● **Exercise directions**
Reproduce verbatim the portion of the passage on obstructive sleep apnea that runs from "It is characterized" up to and including "as an apnea.".

─── Page extract

Obstructive Sleep Apnea
Obstructive sleep apnea (OSA) (or apnoea) is far more common than generally understood and is caused by obstruction of the upper airway.
It is characterized by brief interruptions in breathing during sleep, despite the effort to breathe. It is also associated with a drop in blood oxygen saturation. These interruptions in breathing are called "apneas" (which literally means "without breath") and have to occur for over ten seconds per episode to be classified as an apnea.
The individual with OSA is not always aware of having interruptions in breathing, even when waking up. It is usually recognized as a problem by the individual's bed-partner or other family members. Others witness heavy snoring or that the individual struggles to breathe while sleeping. OSA is very often accompanied with snoring. Symptoms may be present for years without being identified. Symptoms include daytime sleepiness and fatigue due to significant levels of sleep disturbance. Without a regular bed-partner to notice and make them aware of their symptoms, individuals who generally sleep alone are often not aware of the condition.

──────
─── Data to examine

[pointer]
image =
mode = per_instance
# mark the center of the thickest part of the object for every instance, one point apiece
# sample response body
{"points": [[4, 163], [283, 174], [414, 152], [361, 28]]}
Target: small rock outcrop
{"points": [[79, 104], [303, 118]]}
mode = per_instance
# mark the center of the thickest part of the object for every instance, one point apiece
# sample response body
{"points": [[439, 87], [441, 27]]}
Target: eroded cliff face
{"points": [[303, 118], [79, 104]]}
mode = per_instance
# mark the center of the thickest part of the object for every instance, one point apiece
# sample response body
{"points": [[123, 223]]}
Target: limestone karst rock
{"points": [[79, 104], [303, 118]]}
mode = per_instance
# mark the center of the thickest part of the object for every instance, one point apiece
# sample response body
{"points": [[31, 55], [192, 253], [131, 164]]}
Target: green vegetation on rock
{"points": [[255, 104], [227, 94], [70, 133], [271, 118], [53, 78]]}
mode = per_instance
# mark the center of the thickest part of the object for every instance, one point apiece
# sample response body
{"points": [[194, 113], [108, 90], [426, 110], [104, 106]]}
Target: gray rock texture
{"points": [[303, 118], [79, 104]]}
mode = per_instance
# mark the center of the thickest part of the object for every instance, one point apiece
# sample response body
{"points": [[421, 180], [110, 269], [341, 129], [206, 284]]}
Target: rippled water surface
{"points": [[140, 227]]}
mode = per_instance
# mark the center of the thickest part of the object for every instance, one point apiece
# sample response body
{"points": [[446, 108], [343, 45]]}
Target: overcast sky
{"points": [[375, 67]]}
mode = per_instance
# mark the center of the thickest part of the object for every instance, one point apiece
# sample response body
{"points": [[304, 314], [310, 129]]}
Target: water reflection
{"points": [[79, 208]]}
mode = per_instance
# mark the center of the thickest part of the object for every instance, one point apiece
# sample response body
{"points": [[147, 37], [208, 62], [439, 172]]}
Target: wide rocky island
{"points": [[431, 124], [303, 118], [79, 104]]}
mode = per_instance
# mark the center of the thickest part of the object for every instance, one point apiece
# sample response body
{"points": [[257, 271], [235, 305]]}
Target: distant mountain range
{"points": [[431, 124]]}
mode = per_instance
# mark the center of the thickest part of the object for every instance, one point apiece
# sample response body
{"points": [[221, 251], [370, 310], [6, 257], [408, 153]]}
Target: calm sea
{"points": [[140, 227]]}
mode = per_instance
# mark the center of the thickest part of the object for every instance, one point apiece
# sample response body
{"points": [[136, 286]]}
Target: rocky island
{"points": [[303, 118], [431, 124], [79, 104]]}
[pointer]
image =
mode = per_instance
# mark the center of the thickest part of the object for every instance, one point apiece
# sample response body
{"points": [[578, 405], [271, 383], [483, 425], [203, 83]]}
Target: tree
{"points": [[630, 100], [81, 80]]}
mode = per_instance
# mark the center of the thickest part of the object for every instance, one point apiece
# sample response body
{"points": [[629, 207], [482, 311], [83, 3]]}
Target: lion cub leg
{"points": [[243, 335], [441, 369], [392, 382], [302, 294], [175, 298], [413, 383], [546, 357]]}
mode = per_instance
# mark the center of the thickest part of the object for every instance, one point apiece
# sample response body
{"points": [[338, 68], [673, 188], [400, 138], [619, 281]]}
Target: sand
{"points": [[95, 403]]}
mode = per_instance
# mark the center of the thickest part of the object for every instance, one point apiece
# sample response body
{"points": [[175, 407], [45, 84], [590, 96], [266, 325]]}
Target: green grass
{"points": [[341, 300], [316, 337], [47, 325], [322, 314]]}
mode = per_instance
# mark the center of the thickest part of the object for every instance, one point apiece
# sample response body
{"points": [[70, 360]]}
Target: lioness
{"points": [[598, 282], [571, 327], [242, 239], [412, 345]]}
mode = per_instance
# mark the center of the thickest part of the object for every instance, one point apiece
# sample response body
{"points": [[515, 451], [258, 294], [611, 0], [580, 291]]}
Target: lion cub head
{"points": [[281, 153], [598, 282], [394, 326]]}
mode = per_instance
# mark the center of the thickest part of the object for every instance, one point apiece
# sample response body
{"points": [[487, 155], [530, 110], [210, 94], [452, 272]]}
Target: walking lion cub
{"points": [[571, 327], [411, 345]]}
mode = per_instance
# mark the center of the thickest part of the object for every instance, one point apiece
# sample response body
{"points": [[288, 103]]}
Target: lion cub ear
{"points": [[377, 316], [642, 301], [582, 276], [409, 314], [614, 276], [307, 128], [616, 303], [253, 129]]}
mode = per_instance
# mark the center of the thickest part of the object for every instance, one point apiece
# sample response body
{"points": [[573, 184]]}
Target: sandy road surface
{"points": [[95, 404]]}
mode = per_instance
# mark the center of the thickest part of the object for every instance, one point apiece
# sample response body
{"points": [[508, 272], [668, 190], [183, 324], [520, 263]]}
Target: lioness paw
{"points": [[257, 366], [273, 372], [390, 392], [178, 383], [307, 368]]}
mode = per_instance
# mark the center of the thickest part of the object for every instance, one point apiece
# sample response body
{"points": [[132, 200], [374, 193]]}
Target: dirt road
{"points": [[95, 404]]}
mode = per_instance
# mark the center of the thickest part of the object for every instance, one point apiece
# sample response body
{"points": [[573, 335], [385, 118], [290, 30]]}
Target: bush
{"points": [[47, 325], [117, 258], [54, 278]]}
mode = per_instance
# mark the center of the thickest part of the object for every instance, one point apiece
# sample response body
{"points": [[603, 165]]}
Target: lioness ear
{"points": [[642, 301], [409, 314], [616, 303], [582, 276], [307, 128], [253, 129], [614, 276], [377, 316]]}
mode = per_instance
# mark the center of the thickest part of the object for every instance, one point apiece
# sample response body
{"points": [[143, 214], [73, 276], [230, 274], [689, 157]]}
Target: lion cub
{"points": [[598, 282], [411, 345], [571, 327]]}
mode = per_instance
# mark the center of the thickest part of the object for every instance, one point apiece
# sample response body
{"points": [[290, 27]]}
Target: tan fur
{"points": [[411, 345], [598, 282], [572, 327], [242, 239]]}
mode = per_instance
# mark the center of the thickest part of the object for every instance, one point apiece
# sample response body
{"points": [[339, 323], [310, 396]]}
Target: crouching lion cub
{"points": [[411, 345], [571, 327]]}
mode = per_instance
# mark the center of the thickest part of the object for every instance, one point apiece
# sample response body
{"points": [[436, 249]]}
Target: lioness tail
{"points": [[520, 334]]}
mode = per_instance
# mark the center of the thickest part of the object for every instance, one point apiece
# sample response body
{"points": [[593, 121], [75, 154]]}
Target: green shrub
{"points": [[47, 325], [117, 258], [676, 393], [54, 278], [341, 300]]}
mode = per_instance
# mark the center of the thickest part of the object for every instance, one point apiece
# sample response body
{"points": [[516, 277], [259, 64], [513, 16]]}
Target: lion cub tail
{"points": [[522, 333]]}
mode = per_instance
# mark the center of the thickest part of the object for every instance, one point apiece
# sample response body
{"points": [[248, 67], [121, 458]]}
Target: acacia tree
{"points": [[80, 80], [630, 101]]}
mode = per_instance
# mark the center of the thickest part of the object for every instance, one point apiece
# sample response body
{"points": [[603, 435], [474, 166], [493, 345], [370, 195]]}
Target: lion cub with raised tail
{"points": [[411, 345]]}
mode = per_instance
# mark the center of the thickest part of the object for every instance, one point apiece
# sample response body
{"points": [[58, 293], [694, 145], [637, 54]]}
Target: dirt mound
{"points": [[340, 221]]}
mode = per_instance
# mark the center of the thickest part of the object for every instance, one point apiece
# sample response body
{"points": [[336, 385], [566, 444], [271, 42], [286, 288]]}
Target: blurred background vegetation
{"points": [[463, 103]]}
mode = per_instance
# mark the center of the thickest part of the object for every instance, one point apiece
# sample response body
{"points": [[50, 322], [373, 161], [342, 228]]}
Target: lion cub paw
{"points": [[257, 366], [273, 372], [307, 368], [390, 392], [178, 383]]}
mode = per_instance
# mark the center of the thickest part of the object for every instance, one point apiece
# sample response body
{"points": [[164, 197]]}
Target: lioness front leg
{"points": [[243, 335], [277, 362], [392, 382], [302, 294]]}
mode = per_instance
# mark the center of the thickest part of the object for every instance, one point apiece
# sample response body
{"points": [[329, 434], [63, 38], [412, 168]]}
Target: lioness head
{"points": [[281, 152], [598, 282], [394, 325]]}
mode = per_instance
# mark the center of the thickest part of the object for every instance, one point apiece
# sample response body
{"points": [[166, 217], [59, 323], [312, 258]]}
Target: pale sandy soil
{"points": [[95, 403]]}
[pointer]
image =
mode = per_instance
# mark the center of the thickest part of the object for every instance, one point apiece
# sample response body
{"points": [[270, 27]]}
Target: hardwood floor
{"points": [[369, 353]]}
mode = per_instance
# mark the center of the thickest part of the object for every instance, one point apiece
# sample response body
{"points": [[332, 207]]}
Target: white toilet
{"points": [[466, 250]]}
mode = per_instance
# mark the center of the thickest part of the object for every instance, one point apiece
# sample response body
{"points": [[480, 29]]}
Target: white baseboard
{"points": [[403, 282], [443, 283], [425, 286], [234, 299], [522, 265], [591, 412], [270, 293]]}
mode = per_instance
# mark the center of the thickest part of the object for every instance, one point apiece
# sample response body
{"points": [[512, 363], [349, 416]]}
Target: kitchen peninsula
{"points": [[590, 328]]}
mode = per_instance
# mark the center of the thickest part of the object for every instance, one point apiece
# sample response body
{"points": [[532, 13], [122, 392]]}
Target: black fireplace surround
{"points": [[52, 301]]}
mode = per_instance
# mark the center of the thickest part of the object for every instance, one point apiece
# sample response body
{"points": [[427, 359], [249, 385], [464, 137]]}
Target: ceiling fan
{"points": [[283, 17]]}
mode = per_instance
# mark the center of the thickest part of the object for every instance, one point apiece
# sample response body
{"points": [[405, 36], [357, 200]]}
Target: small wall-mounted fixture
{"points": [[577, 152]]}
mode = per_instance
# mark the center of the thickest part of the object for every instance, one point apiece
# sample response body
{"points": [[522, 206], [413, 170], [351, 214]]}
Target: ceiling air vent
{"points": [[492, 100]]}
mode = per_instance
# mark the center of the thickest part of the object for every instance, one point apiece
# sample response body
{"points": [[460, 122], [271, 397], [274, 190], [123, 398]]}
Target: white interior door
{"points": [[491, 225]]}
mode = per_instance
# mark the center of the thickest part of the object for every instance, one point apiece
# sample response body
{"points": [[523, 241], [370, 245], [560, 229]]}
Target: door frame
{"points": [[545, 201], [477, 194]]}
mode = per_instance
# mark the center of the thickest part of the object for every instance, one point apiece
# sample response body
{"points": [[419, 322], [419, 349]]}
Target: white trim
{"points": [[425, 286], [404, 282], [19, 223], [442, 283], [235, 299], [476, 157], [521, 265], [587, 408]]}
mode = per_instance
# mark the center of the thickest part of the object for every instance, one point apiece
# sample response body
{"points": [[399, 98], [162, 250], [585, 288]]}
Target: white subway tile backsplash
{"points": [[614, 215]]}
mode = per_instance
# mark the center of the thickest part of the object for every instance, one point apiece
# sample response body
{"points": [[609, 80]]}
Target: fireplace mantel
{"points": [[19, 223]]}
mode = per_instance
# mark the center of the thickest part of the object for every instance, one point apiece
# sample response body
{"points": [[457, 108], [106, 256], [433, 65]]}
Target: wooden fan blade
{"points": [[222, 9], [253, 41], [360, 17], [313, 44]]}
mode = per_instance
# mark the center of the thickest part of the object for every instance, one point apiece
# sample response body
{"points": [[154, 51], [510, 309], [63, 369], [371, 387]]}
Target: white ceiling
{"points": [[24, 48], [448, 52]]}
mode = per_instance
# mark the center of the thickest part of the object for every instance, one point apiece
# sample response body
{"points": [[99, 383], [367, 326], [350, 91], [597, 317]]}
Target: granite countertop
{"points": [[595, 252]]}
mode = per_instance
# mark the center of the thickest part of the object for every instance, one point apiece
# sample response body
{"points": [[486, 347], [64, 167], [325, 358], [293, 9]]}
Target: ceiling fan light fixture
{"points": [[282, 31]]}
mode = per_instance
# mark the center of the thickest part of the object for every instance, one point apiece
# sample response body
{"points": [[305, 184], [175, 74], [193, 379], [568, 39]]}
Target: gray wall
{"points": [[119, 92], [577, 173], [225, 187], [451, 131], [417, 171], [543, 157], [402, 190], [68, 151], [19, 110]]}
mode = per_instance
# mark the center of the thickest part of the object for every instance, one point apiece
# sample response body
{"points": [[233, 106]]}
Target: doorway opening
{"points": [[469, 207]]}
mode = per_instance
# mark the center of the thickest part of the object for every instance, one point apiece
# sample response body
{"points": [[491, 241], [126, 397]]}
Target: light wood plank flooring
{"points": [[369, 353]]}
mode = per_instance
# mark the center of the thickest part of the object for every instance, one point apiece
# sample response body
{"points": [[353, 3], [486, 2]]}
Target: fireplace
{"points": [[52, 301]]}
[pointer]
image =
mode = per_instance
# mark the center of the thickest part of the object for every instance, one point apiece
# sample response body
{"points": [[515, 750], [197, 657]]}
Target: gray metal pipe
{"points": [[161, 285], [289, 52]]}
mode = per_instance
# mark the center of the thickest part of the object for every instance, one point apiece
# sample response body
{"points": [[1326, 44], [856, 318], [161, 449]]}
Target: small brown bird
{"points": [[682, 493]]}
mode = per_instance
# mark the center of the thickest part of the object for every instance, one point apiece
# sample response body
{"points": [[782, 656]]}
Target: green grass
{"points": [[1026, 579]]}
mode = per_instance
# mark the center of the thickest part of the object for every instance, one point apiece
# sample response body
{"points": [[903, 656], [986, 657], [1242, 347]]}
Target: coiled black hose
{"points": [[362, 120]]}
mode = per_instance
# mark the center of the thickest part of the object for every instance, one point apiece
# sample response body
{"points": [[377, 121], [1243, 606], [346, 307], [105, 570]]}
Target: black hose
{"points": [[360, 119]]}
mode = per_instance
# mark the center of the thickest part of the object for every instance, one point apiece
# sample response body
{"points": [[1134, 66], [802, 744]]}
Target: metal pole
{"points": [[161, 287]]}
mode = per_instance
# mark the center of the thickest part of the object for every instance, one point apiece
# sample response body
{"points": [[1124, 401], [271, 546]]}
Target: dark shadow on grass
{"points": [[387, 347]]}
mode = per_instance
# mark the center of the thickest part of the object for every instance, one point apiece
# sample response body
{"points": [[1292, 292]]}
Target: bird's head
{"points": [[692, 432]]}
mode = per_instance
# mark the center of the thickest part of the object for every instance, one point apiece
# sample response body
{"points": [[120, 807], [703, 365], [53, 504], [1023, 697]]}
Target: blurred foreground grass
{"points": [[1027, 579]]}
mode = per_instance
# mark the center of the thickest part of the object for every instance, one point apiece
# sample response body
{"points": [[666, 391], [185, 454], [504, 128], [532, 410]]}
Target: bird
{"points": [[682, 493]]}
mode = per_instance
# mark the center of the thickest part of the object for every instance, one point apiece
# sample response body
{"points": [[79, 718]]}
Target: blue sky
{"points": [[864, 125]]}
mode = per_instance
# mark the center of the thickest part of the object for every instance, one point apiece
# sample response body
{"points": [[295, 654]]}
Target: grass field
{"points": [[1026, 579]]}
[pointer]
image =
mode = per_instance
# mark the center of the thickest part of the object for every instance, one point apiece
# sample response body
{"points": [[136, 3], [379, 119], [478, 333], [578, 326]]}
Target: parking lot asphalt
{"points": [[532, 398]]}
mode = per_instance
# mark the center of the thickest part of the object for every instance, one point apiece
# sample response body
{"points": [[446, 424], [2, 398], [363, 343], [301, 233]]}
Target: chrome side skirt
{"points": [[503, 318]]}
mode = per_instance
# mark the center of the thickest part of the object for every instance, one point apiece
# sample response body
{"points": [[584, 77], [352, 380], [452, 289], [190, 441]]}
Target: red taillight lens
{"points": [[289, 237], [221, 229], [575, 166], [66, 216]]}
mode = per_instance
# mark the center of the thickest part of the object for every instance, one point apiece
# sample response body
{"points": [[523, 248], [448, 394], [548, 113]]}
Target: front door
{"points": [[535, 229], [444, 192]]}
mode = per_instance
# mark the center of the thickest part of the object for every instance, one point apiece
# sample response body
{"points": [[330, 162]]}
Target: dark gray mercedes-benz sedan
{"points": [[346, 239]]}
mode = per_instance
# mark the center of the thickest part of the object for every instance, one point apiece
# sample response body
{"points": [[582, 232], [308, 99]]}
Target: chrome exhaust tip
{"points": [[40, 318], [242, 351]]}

──────

● **Answer**
It is characterized by brief interruptions in breathing during sleep, despite the effort to breathe. It is also associated with a drop in blood oxygen saturation. These interruptions in breathing are called "apneas" (which literally means "without breath") and have to occur for over ten seconds per episode to be classified as an apnea.